**What the task requires**
Return all of the data exactly as given.

**Extracted entries**

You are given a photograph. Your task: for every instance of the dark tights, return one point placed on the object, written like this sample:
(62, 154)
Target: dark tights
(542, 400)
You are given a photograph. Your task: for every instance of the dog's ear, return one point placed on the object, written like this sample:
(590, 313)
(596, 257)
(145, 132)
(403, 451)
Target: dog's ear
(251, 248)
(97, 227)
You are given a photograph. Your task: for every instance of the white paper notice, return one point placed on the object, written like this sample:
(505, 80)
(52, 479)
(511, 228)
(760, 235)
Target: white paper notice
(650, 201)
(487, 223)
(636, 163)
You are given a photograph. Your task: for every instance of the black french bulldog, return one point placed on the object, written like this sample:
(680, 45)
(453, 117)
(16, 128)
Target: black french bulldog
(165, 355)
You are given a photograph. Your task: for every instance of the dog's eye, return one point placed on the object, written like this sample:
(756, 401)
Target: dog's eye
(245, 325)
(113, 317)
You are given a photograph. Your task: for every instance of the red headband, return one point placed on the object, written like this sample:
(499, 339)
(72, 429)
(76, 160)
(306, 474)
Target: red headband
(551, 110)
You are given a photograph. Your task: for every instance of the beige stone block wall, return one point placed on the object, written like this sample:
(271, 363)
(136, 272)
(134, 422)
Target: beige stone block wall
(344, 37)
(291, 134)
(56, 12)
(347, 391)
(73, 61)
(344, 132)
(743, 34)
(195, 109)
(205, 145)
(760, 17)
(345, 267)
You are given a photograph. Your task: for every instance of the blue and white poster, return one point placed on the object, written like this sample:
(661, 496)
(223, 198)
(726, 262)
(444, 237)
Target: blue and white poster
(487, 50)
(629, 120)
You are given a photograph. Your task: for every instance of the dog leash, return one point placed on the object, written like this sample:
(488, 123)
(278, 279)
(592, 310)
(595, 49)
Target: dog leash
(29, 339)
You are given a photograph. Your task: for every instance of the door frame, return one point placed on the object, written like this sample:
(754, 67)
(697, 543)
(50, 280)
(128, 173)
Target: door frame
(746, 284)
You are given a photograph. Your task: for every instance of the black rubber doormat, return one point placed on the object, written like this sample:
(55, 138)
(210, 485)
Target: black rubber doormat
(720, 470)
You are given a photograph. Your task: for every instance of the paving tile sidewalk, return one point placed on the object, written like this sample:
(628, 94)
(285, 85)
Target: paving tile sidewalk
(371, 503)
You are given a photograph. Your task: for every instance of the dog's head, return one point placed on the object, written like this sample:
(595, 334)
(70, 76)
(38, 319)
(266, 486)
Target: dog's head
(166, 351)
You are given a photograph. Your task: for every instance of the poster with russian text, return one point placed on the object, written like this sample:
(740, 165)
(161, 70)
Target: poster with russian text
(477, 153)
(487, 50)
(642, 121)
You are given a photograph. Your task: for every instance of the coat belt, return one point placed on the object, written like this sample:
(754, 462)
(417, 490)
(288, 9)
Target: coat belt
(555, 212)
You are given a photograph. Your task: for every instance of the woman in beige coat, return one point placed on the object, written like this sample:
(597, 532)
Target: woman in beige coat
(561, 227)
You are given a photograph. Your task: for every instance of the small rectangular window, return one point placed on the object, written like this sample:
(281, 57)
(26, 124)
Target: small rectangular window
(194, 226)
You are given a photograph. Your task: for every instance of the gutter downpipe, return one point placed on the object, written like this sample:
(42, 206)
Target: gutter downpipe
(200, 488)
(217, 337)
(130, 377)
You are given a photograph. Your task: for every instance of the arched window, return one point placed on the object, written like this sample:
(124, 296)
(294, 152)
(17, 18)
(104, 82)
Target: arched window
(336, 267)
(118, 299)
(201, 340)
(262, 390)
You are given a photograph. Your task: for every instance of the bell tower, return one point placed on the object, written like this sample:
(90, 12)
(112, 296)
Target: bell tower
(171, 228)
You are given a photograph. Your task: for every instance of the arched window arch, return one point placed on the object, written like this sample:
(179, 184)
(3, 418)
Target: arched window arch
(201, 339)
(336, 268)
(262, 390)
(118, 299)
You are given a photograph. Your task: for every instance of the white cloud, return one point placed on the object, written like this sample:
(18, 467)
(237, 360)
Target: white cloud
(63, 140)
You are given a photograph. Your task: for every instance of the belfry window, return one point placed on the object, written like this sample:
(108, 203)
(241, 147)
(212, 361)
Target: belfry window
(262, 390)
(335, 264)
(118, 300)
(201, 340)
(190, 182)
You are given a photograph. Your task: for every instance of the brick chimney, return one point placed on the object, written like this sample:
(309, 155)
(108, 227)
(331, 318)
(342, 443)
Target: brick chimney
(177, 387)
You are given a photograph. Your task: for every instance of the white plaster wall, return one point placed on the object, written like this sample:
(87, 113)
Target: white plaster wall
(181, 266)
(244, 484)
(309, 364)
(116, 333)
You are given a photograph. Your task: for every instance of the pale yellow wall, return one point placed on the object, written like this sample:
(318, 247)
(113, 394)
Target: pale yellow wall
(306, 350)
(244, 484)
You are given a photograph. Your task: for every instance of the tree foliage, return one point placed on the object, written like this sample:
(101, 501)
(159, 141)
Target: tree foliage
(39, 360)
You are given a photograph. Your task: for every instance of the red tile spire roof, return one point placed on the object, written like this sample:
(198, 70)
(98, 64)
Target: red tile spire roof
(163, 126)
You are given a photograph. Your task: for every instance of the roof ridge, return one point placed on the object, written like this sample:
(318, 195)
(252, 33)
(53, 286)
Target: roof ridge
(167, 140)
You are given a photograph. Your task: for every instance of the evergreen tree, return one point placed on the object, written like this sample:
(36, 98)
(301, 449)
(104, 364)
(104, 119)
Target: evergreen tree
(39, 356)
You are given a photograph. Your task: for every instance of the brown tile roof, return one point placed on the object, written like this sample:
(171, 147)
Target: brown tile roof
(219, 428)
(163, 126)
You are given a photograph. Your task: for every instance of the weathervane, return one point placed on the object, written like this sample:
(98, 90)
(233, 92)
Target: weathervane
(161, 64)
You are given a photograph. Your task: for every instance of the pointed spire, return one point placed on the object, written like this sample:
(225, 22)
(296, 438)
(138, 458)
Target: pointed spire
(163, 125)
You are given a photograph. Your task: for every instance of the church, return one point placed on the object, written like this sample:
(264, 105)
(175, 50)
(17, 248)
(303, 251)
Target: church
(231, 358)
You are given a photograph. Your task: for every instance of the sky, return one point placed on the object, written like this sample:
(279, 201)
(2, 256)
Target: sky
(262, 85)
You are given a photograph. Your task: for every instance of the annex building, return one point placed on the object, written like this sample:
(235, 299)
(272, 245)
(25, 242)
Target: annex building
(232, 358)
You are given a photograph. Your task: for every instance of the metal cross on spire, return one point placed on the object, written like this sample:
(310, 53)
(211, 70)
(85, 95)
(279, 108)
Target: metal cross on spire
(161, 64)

**Answer in full**
You are given a photograph. Your task: for every instance of the dark tights, return one point placed on the object, written like this sample:
(62, 154)
Target: dark tights
(542, 400)
You are given a photograph. Your task: for every instance of the dog's ear, return one point placed on the object, written like this sample:
(590, 313)
(596, 257)
(145, 132)
(403, 451)
Target: dog's ear
(251, 248)
(97, 227)
You are given a photograph. Your task: for every instance of the white paper notice, return one point placed on the object, written like this sample:
(505, 80)
(52, 479)
(511, 228)
(760, 235)
Target: white paper notice
(650, 201)
(487, 223)
(636, 163)
You are given a photograph. Your task: for every instance of the black french bulldog, return one point placed on the object, written like this sample:
(680, 45)
(453, 117)
(16, 128)
Target: black french bulldog
(165, 355)
You are given a photograph. Your task: for every instance of the dog's eye, return one point placed on the object, written like this sample:
(756, 401)
Target: dog's eye
(245, 325)
(113, 317)
You are given a photograph. Your task: for every instance of the red headband, return one point placed on the object, written like this sample:
(499, 339)
(72, 429)
(76, 160)
(306, 474)
Target: red headband
(551, 110)
You are given a photograph. Your task: for every instance of the beige stone block wall, return one point placed on the object, written like this sample:
(271, 363)
(136, 272)
(134, 422)
Target: beige stone block wall
(344, 37)
(291, 134)
(56, 12)
(347, 391)
(73, 61)
(344, 132)
(743, 34)
(195, 109)
(205, 145)
(760, 17)
(345, 267)
You are given a photograph. Your task: for every instance of the blue and white poster, return one point placed on the object, written like this sample:
(661, 496)
(223, 198)
(726, 262)
(444, 237)
Target: blue and white poster
(487, 50)
(629, 120)
You are given a photograph. Your task: for every instance of the dog leash, return one point placed on the object, written like this sample:
(488, 123)
(278, 279)
(592, 310)
(595, 49)
Target: dog leash
(29, 339)
You are given a photograph. Your task: for every instance of the door frame, return one point placed on the object, written like this sample:
(754, 67)
(697, 543)
(50, 280)
(128, 173)
Target: door frame
(746, 284)
You are given a photograph. Your task: for every instance of the black rubber doormat, return one point placed on the object, written like this sample:
(55, 138)
(210, 485)
Target: black rubber doormat
(720, 470)
You are given a photograph. Your task: for every instance of the paving tile sidewalk, return one point placed on the object, written like this sample:
(628, 94)
(285, 85)
Target: paving tile sidewalk
(371, 503)
You are given a photograph. Your task: for every instance of the dog's head, return one point placed on the object, written like this sample:
(595, 334)
(70, 76)
(38, 319)
(266, 486)
Target: dog's head
(166, 351)
You are given a photograph. Your task: for every instance of the poster with russian text, return one point placed on the object, written like this sample:
(740, 165)
(161, 70)
Target: poster with russian text
(477, 153)
(487, 50)
(642, 121)
You are given a photograph. Your task: for every instance of the coat belt, return one point placed on the object, written like this sample:
(754, 462)
(417, 490)
(288, 9)
Target: coat belt
(555, 212)
You are given a photograph. Your task: for every instance of the woman in beige coat, return one point placed on the object, written like this sample:
(597, 532)
Target: woman in beige coat
(561, 227)
You are given a photograph. Your task: for every instance of the small rectangular window, return one point placed on the object, written like this sample:
(281, 57)
(26, 124)
Target: small rectangular window
(194, 226)
You are given a photograph. Your task: for every instance of the gutter downpipe, return one point placed on the object, written like this sample:
(42, 206)
Target: gutter downpipe
(200, 488)
(217, 337)
(130, 377)
You are given a photograph. Your task: for every instance of the arched window, return one point placed on the object, written like this sample:
(124, 296)
(294, 152)
(17, 18)
(104, 82)
Target: arched window
(336, 267)
(118, 299)
(201, 340)
(262, 390)
You are given a photograph. Your task: for every instance of the bell tower, return one point placed on the object, written like this sample:
(90, 12)
(112, 296)
Target: bell tower
(171, 228)
You are given a photograph. Your task: for every instance of the arched window arch, return one point placed on the object, written like this sample:
(179, 184)
(3, 418)
Target: arched window arch
(201, 339)
(336, 268)
(262, 390)
(118, 299)
You are given a photograph. Your task: for every instance of the white cloud, return one point placed on the object, written like this sample:
(18, 467)
(237, 360)
Target: white cloud
(63, 140)
You are given a photograph. Your task: for every instance of the belfry window, return one point placed on the object, written like this sample:
(108, 203)
(241, 147)
(212, 361)
Target: belfry window
(262, 390)
(335, 264)
(118, 300)
(201, 340)
(190, 182)
You are given a photograph. Your task: for every instance of the brick chimney, return one point placed on the object, written like this sample:
(309, 155)
(108, 227)
(331, 318)
(342, 443)
Target: brick chimney
(177, 387)
You are given a photograph. Your task: for every instance of the white plaster wall, return one point placed on the object, written like this sample:
(87, 113)
Target: white plaster wall
(181, 266)
(244, 484)
(309, 364)
(116, 333)
You are given a photograph. Your task: for every instance of the pale yellow wall, return one point placed on the object, written like this sample:
(318, 247)
(113, 394)
Target: pale yellow wall
(306, 350)
(244, 484)
You are given a photograph. Your task: for every instance of the tree foliage, return one point placed on the object, written like this sample:
(101, 501)
(159, 141)
Target: tree foliage
(39, 360)
You are given a photograph. Your task: for every instance of the red tile spire roof, return one point placed on the object, written like this sample:
(198, 70)
(98, 64)
Target: red tile spire roof
(163, 126)
You are given a photograph. Your task: for every instance of the roof ridge, return one point placed on the object, written like this sample:
(318, 195)
(252, 33)
(53, 286)
Target: roof ridge
(167, 140)
You are given a photograph. Your task: for every instance of the evergreen tree, return one point placed on the object, written like this sample:
(36, 98)
(301, 449)
(104, 364)
(104, 119)
Target: evergreen tree
(39, 356)
You are given a photograph. Your task: for every instance of the brown tile roof, return one point placed on the object, written like this sample:
(171, 147)
Target: brown tile roof
(219, 428)
(163, 126)
You are given a photograph. Your task: for every instance of the weathervane, return one point placed on the object, written like this sample:
(98, 90)
(233, 92)
Target: weathervane
(161, 64)
You are given a photograph. Your task: for every instance of the pointed spire, return one point placed on the object, written like this sample:
(225, 22)
(296, 438)
(138, 458)
Target: pointed spire
(163, 125)
You are given a photograph. Your task: for every instance of the church, return one point placed on the object, written like this sample:
(264, 105)
(175, 50)
(17, 248)
(303, 251)
Target: church
(231, 358)
You are given a photograph. Your task: for every instance of the sky, return one point placed on the object, written like this sample:
(279, 201)
(2, 256)
Target: sky
(262, 85)
You are given a photograph. Your task: for every instance of the annex building, return one point placed on the object, written like this sample:
(235, 299)
(272, 245)
(25, 242)
Target: annex building
(232, 358)
You are given a photograph. Your task: for every instance of the metal cross on spire, return one point placed on the object, written like this sample:
(310, 53)
(211, 70)
(85, 95)
(279, 108)
Target: metal cross on spire
(161, 64)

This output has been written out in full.